# [A run of items]
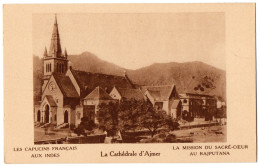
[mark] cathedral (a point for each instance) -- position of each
(68, 94)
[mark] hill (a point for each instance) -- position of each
(195, 77)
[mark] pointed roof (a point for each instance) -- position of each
(45, 54)
(175, 103)
(130, 93)
(98, 94)
(66, 86)
(92, 80)
(51, 101)
(55, 47)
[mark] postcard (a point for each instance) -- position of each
(129, 83)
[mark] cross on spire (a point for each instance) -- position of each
(55, 47)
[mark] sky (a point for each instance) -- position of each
(135, 40)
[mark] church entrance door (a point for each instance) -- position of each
(66, 117)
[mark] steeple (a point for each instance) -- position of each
(45, 54)
(55, 47)
(65, 54)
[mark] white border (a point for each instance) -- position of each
(114, 1)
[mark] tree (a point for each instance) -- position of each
(108, 117)
(152, 119)
(129, 113)
(172, 123)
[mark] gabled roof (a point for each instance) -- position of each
(131, 93)
(159, 93)
(98, 94)
(92, 80)
(191, 95)
(175, 103)
(66, 86)
(51, 101)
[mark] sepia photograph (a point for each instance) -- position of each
(129, 83)
(129, 78)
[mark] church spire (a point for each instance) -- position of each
(55, 47)
(45, 54)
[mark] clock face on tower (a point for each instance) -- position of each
(52, 86)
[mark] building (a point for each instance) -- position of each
(164, 97)
(68, 94)
(198, 105)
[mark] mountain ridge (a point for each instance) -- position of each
(194, 76)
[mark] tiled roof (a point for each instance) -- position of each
(92, 80)
(190, 95)
(51, 101)
(98, 94)
(66, 86)
(175, 103)
(159, 93)
(131, 93)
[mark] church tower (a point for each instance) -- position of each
(54, 62)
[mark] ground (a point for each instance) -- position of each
(197, 135)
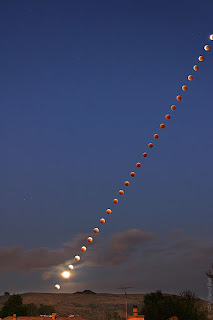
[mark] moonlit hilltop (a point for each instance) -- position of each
(106, 165)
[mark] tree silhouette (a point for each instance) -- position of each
(210, 274)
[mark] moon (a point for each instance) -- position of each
(57, 286)
(66, 274)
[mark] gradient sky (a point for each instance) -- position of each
(84, 86)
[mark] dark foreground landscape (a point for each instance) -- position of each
(88, 305)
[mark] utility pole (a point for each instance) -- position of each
(124, 289)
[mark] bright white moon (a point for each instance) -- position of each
(66, 274)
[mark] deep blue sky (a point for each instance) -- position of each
(84, 86)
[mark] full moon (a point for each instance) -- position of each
(57, 286)
(66, 274)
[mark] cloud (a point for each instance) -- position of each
(115, 252)
(19, 258)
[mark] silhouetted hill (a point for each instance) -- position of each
(86, 304)
(85, 292)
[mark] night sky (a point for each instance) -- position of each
(84, 86)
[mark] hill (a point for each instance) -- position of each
(91, 306)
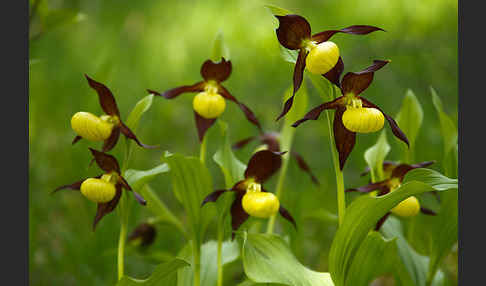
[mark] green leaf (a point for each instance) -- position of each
(410, 118)
(375, 155)
(138, 178)
(164, 274)
(209, 270)
(365, 211)
(268, 259)
(191, 182)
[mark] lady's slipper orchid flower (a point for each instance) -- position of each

# [Stated exercise]
Rescale every line from the one holding "[mark] tiled roof" through the end of the items, inclusive: repeat each request unchanged and multiply each point coordinate in the answers by 0.2, rounding to whole numbers with halves rounded up. Leave the picture lines out of your answer.

# [Reply to the task]
[mark] tiled roof (a point for each instance) -- position of each
(18, 16)
(38, 19)
(10, 20)
(20, 19)
(13, 17)
(35, 21)
(32, 19)
(26, 19)
[mark] church tower (a point for each instance) -- position of each
(11, 12)
[mark] ground (a point for each instance) -- position of each
(39, 27)
[mark] moonlit hilltop (a point for each instance) -- position of each
(21, 33)
[mark] tree silhouette (a point for each instance) -- position of each
(42, 55)
[mark] moon (a point for each instance) -- position of each
(11, 57)
(13, 55)
[mark] gradient sky (a point for each instance) -- position of each
(17, 17)
[mark] dark foreground landscape (a point for each instance) -- position of each
(18, 61)
[mark] utility pole (a point for each instance) -- position of each
(25, 58)
[mark] bright white moon (a point for each instance) -- position of each
(13, 55)
[mark] deep blue sky (a point for each instance) -- position of each
(17, 17)
[mark] full moon (a point for each instance) -- position of each
(11, 57)
(13, 55)
[mark] cloud (a point for each instance) -- position of each
(23, 50)
(4, 52)
[mark] silhouetted hill (a point for each instance) -- position of each
(17, 61)
(17, 58)
[mark] night sky (a point for each instance) -- position of each
(17, 17)
[mark] hill (a point for each instance) -- position of each
(18, 61)
[mark] green leaf (a point for each instance) -- position of each
(82, 24)
(75, 31)
(28, 36)
(33, 55)
(42, 54)
(73, 42)
(54, 52)
(38, 36)
[mark] lady's slipper orchid flower (a point for each instance) -- position of each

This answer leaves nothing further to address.